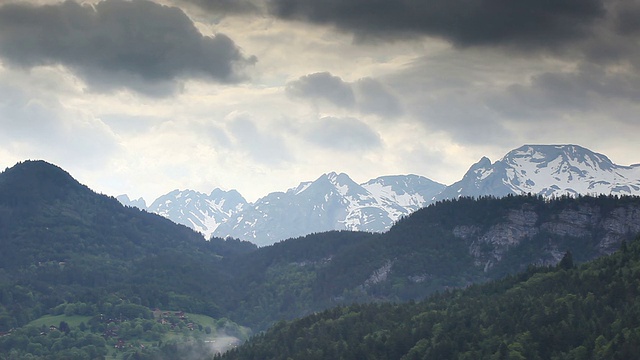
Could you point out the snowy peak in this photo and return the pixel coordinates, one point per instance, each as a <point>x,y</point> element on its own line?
<point>199,211</point>
<point>548,170</point>
<point>331,202</point>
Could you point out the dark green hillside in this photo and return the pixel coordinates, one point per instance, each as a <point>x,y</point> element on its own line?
<point>61,242</point>
<point>561,312</point>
- - - - -
## Exercise brief
Reproduce the full listing verbatim so that only the pictures are missing.

## Expected answer
Could you point out the snowy peak in this photo and return the pixel coordinates, one point per instance, each as a <point>x,y</point> element on its own line?
<point>199,211</point>
<point>548,170</point>
<point>331,202</point>
Could you point out the dark green hillside in this photo and return the pixel coordinates, one point per instance, each as a <point>x,y</point> element on its own line?
<point>61,242</point>
<point>561,312</point>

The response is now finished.